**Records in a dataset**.
━━━━━━━━━━

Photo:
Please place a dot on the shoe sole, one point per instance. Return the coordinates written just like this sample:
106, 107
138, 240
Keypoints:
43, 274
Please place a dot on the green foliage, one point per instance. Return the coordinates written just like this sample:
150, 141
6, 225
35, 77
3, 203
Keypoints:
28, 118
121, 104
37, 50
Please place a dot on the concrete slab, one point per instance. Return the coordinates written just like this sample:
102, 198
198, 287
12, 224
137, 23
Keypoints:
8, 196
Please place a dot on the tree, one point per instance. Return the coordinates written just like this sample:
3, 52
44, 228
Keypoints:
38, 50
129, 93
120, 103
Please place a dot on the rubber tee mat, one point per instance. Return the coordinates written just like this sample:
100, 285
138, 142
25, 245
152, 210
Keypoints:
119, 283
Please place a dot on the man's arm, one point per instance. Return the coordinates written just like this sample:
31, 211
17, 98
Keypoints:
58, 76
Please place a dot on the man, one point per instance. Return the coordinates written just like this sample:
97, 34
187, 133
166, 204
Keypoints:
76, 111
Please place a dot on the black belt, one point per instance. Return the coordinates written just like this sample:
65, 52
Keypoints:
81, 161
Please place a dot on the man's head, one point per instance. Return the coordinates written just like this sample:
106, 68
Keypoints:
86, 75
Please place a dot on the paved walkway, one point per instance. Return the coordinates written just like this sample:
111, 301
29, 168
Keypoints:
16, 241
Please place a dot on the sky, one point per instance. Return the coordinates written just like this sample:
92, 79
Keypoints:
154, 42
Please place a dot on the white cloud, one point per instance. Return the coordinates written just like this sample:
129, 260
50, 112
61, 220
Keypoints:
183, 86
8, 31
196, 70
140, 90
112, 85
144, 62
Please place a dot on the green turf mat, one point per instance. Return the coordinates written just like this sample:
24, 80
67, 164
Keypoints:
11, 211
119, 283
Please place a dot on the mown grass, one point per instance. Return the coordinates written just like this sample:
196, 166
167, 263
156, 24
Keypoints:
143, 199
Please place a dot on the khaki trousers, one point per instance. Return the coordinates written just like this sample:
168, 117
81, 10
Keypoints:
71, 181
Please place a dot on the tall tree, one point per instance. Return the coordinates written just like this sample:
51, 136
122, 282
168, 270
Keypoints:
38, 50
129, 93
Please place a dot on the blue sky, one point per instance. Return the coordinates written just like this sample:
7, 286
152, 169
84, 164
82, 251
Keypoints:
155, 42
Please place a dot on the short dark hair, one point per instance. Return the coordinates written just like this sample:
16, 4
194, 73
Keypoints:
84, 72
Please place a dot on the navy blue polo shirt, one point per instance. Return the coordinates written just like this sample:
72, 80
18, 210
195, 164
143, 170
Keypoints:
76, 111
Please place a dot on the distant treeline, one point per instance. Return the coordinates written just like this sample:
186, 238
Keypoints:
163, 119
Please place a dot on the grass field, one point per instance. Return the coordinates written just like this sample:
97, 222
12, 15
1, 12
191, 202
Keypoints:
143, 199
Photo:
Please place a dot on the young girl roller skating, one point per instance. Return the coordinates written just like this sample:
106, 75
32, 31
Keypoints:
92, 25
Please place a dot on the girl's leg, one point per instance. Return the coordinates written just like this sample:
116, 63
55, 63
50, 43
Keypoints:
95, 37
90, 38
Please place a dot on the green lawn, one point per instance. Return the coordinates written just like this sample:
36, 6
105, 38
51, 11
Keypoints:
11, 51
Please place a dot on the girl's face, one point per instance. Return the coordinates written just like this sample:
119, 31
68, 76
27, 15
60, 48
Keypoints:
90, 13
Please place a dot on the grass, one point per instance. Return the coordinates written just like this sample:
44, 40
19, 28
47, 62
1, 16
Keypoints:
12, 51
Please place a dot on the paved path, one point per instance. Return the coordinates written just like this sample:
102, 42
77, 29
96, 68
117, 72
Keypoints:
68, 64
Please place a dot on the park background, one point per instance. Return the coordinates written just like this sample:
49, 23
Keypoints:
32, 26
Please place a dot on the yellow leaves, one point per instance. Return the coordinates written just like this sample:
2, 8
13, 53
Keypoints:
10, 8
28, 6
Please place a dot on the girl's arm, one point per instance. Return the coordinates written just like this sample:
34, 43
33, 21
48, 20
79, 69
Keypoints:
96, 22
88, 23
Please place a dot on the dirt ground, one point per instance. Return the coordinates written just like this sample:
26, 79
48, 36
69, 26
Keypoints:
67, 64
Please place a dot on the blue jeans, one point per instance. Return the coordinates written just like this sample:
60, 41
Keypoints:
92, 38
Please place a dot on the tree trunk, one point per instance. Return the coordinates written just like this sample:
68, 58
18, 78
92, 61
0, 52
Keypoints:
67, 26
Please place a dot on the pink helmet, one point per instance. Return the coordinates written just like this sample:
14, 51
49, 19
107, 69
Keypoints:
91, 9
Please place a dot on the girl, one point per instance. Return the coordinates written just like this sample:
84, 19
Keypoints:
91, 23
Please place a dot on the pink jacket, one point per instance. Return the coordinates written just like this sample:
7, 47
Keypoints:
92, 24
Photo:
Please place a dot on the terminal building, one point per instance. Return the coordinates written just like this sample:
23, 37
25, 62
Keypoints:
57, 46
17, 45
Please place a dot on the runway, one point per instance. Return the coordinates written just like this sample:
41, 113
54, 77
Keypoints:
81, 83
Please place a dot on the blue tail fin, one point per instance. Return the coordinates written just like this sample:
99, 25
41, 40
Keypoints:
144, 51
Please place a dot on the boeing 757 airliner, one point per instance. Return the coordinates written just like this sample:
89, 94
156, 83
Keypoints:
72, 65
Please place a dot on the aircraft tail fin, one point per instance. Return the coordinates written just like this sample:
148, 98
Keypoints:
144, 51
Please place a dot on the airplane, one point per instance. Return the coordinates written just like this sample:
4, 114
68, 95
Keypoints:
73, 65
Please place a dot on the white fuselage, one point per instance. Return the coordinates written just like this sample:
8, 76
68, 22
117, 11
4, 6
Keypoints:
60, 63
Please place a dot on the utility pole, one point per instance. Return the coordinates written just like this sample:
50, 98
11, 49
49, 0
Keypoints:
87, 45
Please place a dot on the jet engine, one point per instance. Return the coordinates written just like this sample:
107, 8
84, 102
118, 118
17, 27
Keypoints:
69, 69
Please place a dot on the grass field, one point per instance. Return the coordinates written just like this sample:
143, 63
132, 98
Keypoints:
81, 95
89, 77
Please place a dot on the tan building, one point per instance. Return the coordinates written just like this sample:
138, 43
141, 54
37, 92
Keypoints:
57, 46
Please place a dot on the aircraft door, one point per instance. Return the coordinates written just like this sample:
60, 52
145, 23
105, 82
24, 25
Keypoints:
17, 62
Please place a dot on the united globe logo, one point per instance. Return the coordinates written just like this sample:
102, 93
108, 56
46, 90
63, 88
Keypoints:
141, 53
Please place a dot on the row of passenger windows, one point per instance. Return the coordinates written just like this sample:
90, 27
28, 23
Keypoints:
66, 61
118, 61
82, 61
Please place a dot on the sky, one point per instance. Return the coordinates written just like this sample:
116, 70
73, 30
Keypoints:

━━━━━━━━━━

**Aim**. Copy all of the data above line for line, with no changes.

**Reply to the exercise**.
Photo:
Please place a dot on the shoe sole, one point per instance. Return the coordinates written just like this sample:
106, 107
138, 240
Keypoints:
43, 274
Please place a dot on the green foliage, one point per instance. Return the coordinates written just like this sample:
150, 141
6, 225
35, 77
3, 203
Keypoints:
28, 118
121, 104
37, 50
Please place a dot on the concrete slab, one point per instance. Return the coordinates written just like this sample:
102, 198
198, 287
12, 224
137, 23
Keypoints:
8, 196
Please place a dot on the tree, one point per instance. Return the coordinates written just like this sample:
3, 52
44, 228
Keypoints:
38, 50
129, 93
120, 103
Please place a dot on the rubber tee mat, one point per instance. Return the coordinates written just like this sample:
100, 285
138, 142
25, 245
152, 210
Keypoints:
119, 283
Please place a dot on the man's arm, one point per instance. Return the coordinates written just like this sample:
31, 211
17, 98
Keypoints:
58, 76
Please place a dot on the man, one point per instance. Return the coordinates written just like this sample:
97, 34
187, 133
166, 204
Keypoints:
76, 111
Please place a dot on the black belt, one point per instance. Return the coordinates written just like this sample:
65, 52
Keypoints:
81, 161
Please place a dot on the man's head, one point per instance. Return the coordinates written just like this sample:
106, 68
Keypoints:
86, 75
Please place a dot on the paved walkway, one point per instance. Return the coordinates written just like this sample:
111, 301
29, 168
Keypoints:
16, 241
Please place a dot on the sky, one point per instance. Return the coordinates written just like this sample:
92, 79
Keypoints:
154, 42
Please place a dot on the white cloud, one point per instance. Return the coordinates written just like this sample:
129, 260
50, 112
61, 220
Keypoints:
183, 86
8, 31
196, 70
140, 90
112, 85
144, 62
Please place a dot on the green turf mat, one point per instance. Return the coordinates written just like this sample:
24, 80
67, 164
Keypoints:
11, 211
119, 283
Please place a dot on the mown grass, one point per instance. Return the coordinates written just like this sample:
196, 166
167, 263
156, 24
Keypoints:
143, 199
Please place a dot on the khaki trousers, one point per instance. Return the coordinates written just like this sample:
168, 117
81, 10
Keypoints:
71, 181
Please place a dot on the tall tree, one point per instance. Return the coordinates written just like this sample:
51, 136
122, 282
168, 270
Keypoints:
38, 50
129, 93
Please place a dot on the blue sky, one point per instance. Return the coordinates written just like this sample:
7, 286
152, 169
84, 164
82, 251
Keypoints:
155, 42
Please place a dot on the short dark hair, one point per instance. Return the coordinates written just like this sample:
16, 4
194, 73
Keypoints:
84, 72
Please place a dot on the navy blue polo shirt, one point per instance. Return the coordinates written just like this sample:
72, 80
18, 210
195, 164
143, 170
Keypoints:
76, 111
Please place a dot on the distant treeline, one point per instance. Return the coordinates written just like this sample:
186, 238
Keypoints:
163, 119
Please place a dot on the grass field, one point per instance. Return the coordinates written just like this sample:
97, 222
12, 15
1, 12
191, 202
Keypoints:
143, 199
Photo:
Please place a dot on the young girl roller skating, one point per instance. Return the coordinates written just like this sample:
106, 75
32, 31
Keypoints:
92, 25
Please place a dot on the girl's leg, one point per instance. Return the coordinates written just like this sample:
116, 63
55, 63
50, 43
Keypoints:
95, 37
90, 38
Please place a dot on the green lawn, one point per instance. Return the coordinates written just like this sample:
36, 6
105, 38
51, 11
Keypoints:
11, 51
Please place a dot on the girl's face, one point per instance. Return the coordinates written just like this sample:
119, 31
68, 76
27, 15
60, 48
Keypoints:
90, 13
Please place a dot on the grass, one point per instance. Return the coordinates written just like this sample:
44, 40
19, 28
47, 62
1, 16
Keypoints:
12, 51
Please place a dot on the paved path, one point per instance. Return the coordinates written just like this sample:
102, 42
77, 29
96, 68
117, 72
Keypoints:
68, 64
Please place a dot on the park background, one point per instance. Return the coordinates written just like this sample:
49, 23
Keypoints:
32, 26
Please place a dot on the yellow leaves, one point per instance. Return the coordinates written just like this sample:
2, 8
13, 53
Keypoints:
10, 8
28, 6
Please place a dot on the girl's arm, one point per instance. Return the coordinates written just like this sample:
34, 43
33, 21
48, 20
79, 69
Keypoints:
96, 22
88, 23
Please place a dot on the dirt ground, one point per instance. Return the coordinates written just like this sample:
26, 79
48, 36
69, 26
Keypoints:
67, 64
Please place a dot on the blue jeans, one point per instance. Return the coordinates written just like this sample:
60, 41
Keypoints:
92, 38
Please place a dot on the tree trunk, one point per instance. Return the coordinates written just like this sample:
68, 58
18, 78
92, 61
0, 52
Keypoints:
67, 26
Please place a dot on the pink helmet, one point per instance. Return the coordinates written just like this sample:
14, 51
49, 19
107, 69
Keypoints:
91, 9
Please place a dot on the girl, one point per instance. Return the coordinates written just like this sample:
84, 19
Keypoints:
91, 23
Please place a dot on the pink jacket, one point per instance. Return the coordinates written just like this sample:
7, 47
Keypoints:
92, 24
Photo:
Please place a dot on the terminal building, one point per instance. Return the coordinates written just like this sample:
23, 37
25, 62
Keypoints:
57, 46
17, 45
Please place a dot on the runway, one point per instance. Return the coordinates written just like this sample:
41, 113
54, 77
Keypoints:
81, 83
Please place a dot on the blue tail fin, one point per instance. Return the coordinates written just like this sample:
99, 25
41, 40
Keypoints:
144, 51
Please place a dot on the boeing 757 airliner, one point per instance. Return the coordinates written just like this sample:
89, 94
156, 83
Keypoints:
72, 65
Please place a dot on the aircraft tail fin, one point per instance. Return the coordinates written just like this sample:
148, 98
Keypoints:
144, 51
Please place a dot on the airplane, one point per instance. Return the coordinates written just like this sample:
4, 114
68, 95
Keypoints:
73, 65
Please place a dot on the white fuselage, one point per instance. Return the coordinates written just like this sample:
8, 76
68, 22
117, 11
4, 6
Keypoints:
60, 63
Please place a dot on the utility pole, one point per instance. Return the coordinates written just like this sample:
50, 98
11, 49
49, 0
Keypoints:
87, 45
Please place a dot on the jet engine, one point per instance. Return the coordinates written just like this sample:
107, 8
84, 102
118, 118
17, 27
Keypoints:
69, 69
Please place a dot on the grass field, one point per instance. Return the coordinates written just like this sample:
143, 63
132, 98
Keypoints:
81, 95
89, 77
Please place a dot on the tan building, one point per instance. Return the coordinates written just like this sample:
138, 43
141, 54
37, 92
Keypoints:
57, 46
Please place a dot on the aircraft door, one point per instance. Return the coordinates written just like this sample:
60, 52
145, 23
105, 82
24, 25
Keypoints:
17, 62
Please place a dot on the united globe logo, one point per instance. Return the coordinates written just like this sample:
102, 93
108, 56
46, 90
63, 88
Keypoints:
141, 53
Please place a dot on the row of passenger windows, one point per instance. Return the coordinates written just like this sample:
90, 27
28, 23
Keypoints:
66, 61
118, 61
82, 61
Please place a dot on the sky, one point per instance. Return the coordinates written just like this sample:
116, 70
73, 30
Keypoints:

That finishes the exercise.